WHAT THE EXERCISE ASKS
Only the lines below starting at the one that contains "Target: black police cap" and ending at the one that contains "Readme: the locator spots each instance of the rifle" are to be reproduced, exactly and with both ends kept.

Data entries
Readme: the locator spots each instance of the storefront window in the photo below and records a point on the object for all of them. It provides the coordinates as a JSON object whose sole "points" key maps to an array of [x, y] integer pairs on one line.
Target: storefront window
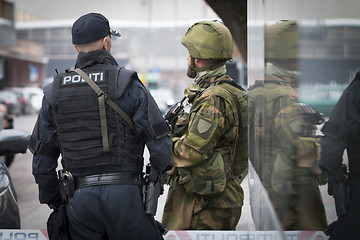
{"points": [[302, 55]]}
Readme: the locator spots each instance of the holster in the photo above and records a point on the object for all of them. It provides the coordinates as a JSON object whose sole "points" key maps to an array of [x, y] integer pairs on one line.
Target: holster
{"points": [[67, 185]]}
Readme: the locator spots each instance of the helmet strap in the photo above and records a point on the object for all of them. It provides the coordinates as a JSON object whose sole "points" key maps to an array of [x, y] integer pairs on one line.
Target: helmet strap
{"points": [[200, 69]]}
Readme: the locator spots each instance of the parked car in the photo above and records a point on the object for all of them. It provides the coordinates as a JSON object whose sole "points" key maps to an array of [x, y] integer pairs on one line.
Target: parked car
{"points": [[29, 98], [322, 97], [10, 99], [12, 141]]}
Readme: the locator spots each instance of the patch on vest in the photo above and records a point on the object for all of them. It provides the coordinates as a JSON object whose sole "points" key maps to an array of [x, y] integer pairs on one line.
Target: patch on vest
{"points": [[74, 79]]}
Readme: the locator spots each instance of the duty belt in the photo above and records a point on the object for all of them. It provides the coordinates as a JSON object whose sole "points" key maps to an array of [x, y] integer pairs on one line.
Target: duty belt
{"points": [[108, 179]]}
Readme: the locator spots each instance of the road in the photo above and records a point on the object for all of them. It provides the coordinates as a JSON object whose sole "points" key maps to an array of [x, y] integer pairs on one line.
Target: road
{"points": [[34, 215]]}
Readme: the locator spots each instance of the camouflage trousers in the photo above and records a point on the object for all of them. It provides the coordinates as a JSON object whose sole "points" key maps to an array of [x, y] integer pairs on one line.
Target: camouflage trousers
{"points": [[188, 211], [216, 219]]}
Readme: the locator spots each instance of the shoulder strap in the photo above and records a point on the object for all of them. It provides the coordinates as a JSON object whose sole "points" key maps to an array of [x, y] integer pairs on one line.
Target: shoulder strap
{"points": [[125, 75], [102, 100]]}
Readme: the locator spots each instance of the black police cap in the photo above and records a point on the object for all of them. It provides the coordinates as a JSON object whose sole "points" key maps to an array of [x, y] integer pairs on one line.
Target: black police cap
{"points": [[91, 27]]}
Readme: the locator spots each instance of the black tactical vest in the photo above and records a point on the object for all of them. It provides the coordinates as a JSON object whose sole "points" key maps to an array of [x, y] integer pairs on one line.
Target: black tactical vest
{"points": [[77, 118]]}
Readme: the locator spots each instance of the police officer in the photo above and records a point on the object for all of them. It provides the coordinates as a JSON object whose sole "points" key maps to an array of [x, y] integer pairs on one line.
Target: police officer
{"points": [[100, 149], [341, 132], [283, 147], [210, 141]]}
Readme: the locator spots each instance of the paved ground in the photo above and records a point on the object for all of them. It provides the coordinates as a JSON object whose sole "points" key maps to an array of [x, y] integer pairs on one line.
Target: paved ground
{"points": [[34, 215]]}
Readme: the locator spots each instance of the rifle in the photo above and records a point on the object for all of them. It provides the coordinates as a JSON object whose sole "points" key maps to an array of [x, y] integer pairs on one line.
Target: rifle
{"points": [[172, 114], [338, 187], [152, 189]]}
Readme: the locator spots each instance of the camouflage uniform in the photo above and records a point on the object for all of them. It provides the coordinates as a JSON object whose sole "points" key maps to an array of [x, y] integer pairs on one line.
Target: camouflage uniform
{"points": [[215, 123], [284, 153]]}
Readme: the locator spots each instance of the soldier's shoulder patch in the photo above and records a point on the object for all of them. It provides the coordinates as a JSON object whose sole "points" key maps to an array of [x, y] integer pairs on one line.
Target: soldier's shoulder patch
{"points": [[203, 126]]}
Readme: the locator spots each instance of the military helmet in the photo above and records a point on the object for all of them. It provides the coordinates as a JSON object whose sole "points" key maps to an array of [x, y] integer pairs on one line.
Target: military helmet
{"points": [[209, 40], [282, 40]]}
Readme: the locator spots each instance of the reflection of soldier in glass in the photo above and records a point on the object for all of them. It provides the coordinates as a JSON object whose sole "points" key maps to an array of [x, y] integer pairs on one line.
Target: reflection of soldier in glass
{"points": [[284, 150]]}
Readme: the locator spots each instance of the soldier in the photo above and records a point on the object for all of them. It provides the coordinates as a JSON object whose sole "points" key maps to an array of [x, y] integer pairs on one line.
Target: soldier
{"points": [[342, 132], [284, 150], [210, 141], [101, 138]]}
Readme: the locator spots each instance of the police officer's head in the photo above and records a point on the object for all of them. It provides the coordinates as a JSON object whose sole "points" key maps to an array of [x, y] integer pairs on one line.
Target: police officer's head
{"points": [[209, 44], [92, 32]]}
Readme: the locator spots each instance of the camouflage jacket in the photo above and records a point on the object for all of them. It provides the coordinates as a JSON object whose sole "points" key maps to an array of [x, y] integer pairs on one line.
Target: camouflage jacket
{"points": [[213, 124]]}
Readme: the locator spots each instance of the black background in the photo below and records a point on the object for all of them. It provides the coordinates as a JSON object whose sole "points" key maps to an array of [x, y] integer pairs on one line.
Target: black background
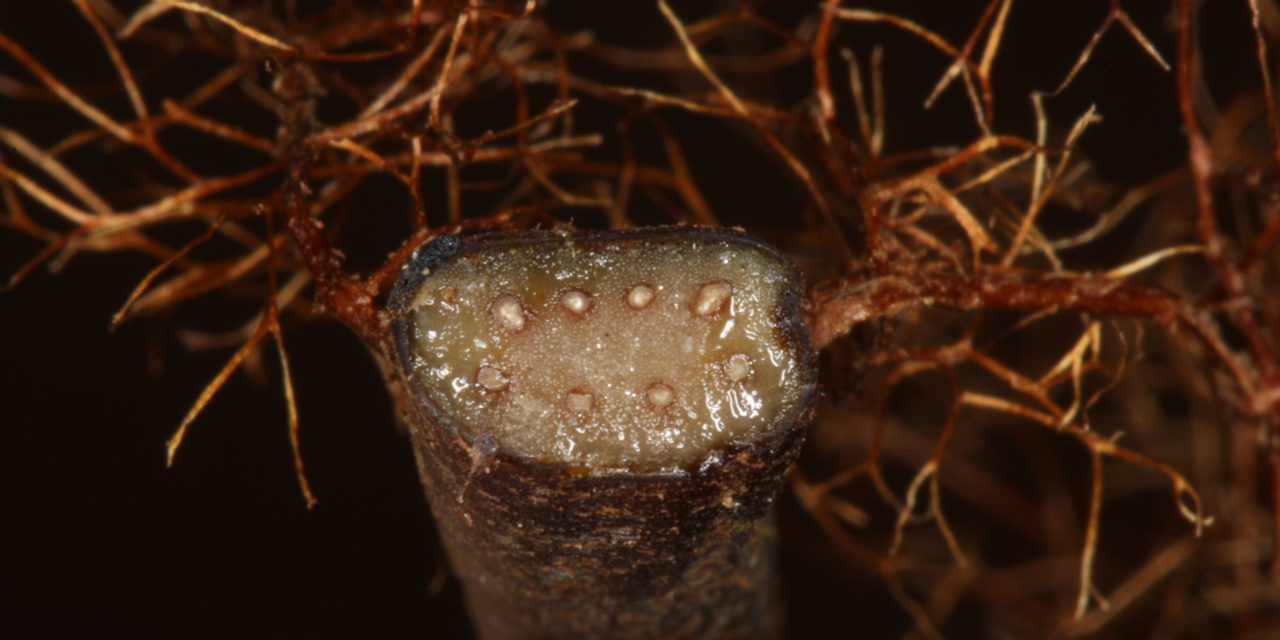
{"points": [[99, 538]]}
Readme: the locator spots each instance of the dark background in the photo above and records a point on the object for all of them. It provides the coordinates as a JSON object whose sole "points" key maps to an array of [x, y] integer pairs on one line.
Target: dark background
{"points": [[99, 538]]}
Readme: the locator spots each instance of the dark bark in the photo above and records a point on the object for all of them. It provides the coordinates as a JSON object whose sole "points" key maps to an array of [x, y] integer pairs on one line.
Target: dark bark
{"points": [[552, 549]]}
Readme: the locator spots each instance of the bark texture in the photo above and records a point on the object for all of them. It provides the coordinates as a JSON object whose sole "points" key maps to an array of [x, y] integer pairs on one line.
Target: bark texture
{"points": [[556, 551]]}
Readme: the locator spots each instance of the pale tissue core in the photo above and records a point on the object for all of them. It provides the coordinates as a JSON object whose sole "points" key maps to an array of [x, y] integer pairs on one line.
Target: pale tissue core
{"points": [[641, 355]]}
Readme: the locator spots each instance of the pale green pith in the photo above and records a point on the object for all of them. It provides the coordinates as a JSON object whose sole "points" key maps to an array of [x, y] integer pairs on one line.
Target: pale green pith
{"points": [[566, 385]]}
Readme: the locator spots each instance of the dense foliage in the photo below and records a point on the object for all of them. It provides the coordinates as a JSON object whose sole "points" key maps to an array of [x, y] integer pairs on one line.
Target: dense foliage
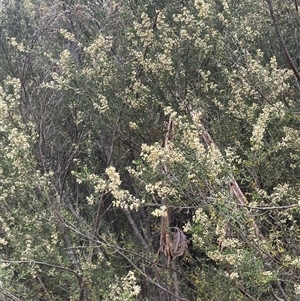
{"points": [[149, 150]]}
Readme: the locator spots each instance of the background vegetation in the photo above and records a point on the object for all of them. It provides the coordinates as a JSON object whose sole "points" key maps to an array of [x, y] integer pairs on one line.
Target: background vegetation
{"points": [[149, 150]]}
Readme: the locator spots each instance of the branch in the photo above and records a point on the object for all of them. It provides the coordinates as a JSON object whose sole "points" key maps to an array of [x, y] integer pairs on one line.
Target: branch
{"points": [[266, 208], [8, 294], [282, 43]]}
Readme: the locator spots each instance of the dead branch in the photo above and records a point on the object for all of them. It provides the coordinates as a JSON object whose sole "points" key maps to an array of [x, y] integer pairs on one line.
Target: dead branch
{"points": [[282, 43]]}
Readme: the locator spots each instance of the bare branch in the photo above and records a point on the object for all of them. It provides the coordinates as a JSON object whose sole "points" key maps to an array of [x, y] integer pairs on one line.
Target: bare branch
{"points": [[282, 43]]}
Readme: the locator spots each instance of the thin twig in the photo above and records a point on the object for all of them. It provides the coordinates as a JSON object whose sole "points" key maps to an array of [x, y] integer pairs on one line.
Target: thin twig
{"points": [[282, 43]]}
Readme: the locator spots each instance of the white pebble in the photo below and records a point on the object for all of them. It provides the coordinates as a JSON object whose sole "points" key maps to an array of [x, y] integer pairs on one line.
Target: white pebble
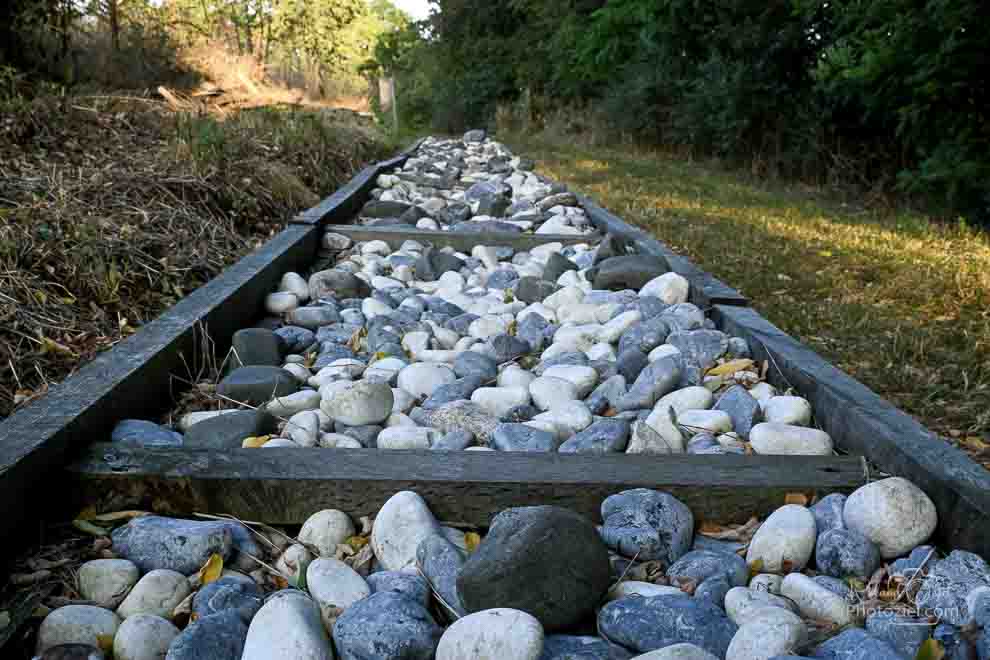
{"points": [[157, 592], [787, 410], [788, 439], [669, 287], [496, 634], [815, 601], [326, 529], [785, 540], [893, 513], [500, 400]]}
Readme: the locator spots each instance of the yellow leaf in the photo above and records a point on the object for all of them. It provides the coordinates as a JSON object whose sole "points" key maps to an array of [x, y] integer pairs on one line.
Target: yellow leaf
{"points": [[931, 649], [117, 516], [255, 441], [356, 542], [856, 584], [731, 367], [974, 443], [211, 569]]}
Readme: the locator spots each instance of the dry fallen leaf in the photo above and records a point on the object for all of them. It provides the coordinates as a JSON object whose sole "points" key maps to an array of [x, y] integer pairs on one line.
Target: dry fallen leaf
{"points": [[356, 542], [931, 649], [118, 516], [255, 441], [211, 570], [105, 642], [740, 533], [730, 367]]}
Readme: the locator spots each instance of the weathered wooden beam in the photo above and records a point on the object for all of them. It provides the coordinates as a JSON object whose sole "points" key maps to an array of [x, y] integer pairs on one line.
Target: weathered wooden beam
{"points": [[463, 241], [347, 200], [288, 485], [863, 423], [706, 290]]}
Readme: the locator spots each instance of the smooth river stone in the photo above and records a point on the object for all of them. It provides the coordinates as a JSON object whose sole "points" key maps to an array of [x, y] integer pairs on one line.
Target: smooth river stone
{"points": [[549, 392], [287, 627], [143, 637], [785, 540], [787, 410], [602, 437], [815, 601], [335, 586], [107, 581], [647, 624], [401, 524], [788, 439], [325, 530], [361, 404], [893, 513], [495, 634], [180, 545], [520, 437], [386, 626], [647, 524], [498, 401], [79, 624], [509, 568], [421, 378], [671, 288]]}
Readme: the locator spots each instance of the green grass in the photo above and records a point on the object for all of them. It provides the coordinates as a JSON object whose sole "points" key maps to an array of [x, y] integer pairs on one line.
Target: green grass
{"points": [[899, 301]]}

FINAL ANSWER
Target: black police cap
{"points": [[91, 27]]}
Readme: the locator spots each instance of the black tactical vest in the photo above and records a point on the object for all of them. It provides the coordinates as a JSON object whose sole "points" key maps to an array of [x, y] integer pairs on one line.
Target: black tactical vest
{"points": [[77, 118]]}
Readme: the locator spots each instance of the police officer in the photo above and records a point on the object for all of them. It provides the coordinates as a JSON object whose sole "points" key maps to an array of [x, y] integer pairs on one line.
Target: police officer
{"points": [[100, 149], [341, 132], [283, 147], [210, 141]]}
Readme: the locator spots each instance of the paved ground in the photo above and records a point on the object for all of them. It provides the coordinates as a JSON object whose sole "points" key maps to an array of [x, y] integer pairs on one line.
Target: paved ground
{"points": [[34, 215]]}
Readme: the locator spots each instance of the rifle in the photo above and records a point on the object for all of them. It provides the coordinates as a JSON object whose sole "points" key maps to an array of [x, y] integer pairs on one line.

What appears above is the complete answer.